THE PROBLEM ▸ Skipping any pictures, give all of the records below again exactly.

*** MATERIAL PROVIDED ***

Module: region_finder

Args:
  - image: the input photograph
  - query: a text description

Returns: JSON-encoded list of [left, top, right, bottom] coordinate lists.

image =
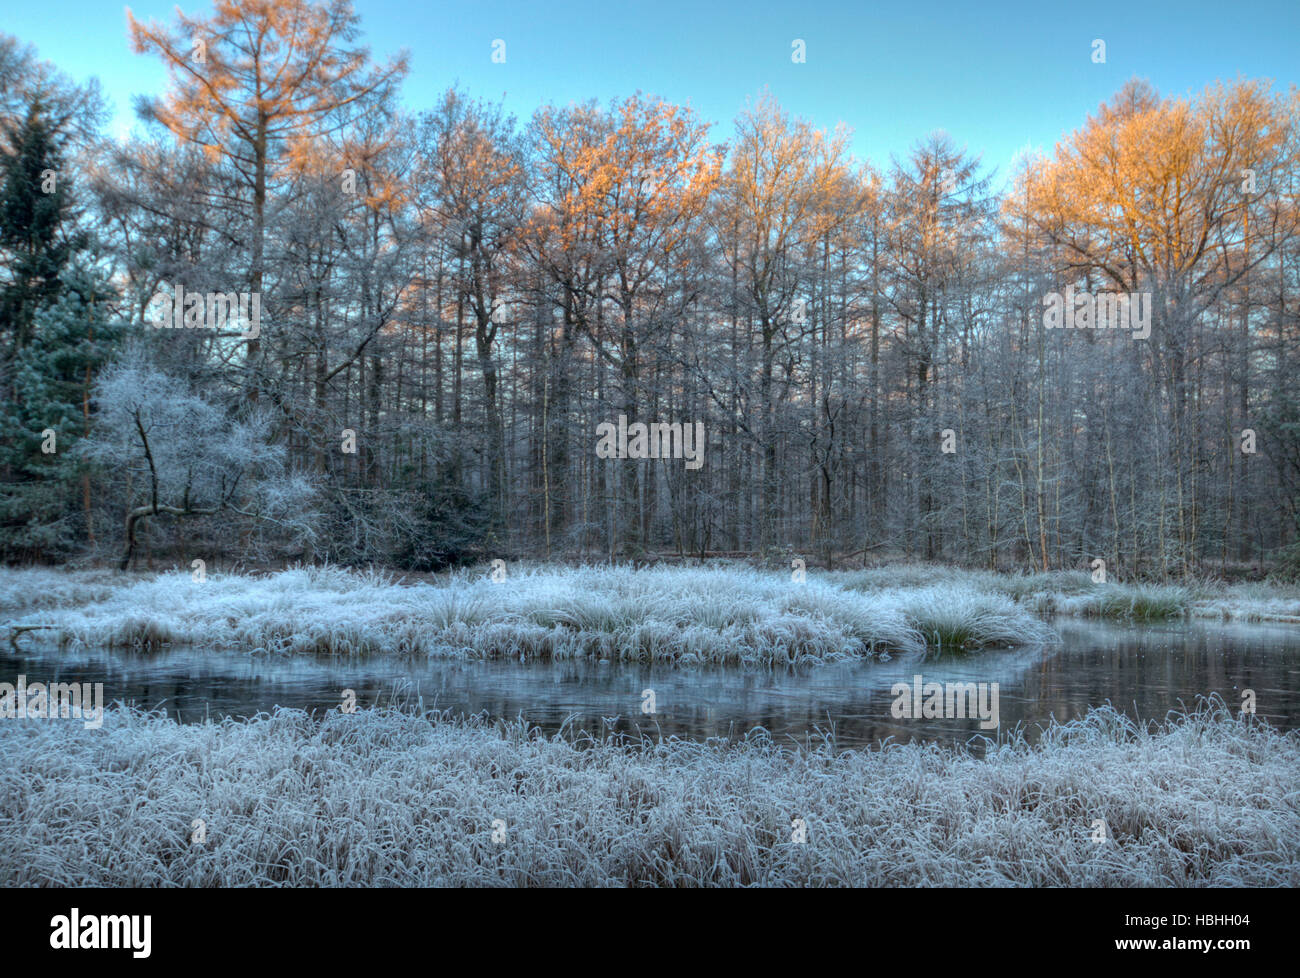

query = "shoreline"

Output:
[[4, 562, 1299, 664], [1, 699, 1294, 887]]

*** End of MATERIAL PROVIDED ***

WRITTEN REPLY ▸
Module: region_finder

Args:
  - image: the input photograph
  - query: a text description

Returns: JSON-encoded list of [left, top, right, bottom] coordinate lists.

image =

query = "shoreline"

Output:
[[4, 562, 1299, 664], [1, 699, 1294, 887]]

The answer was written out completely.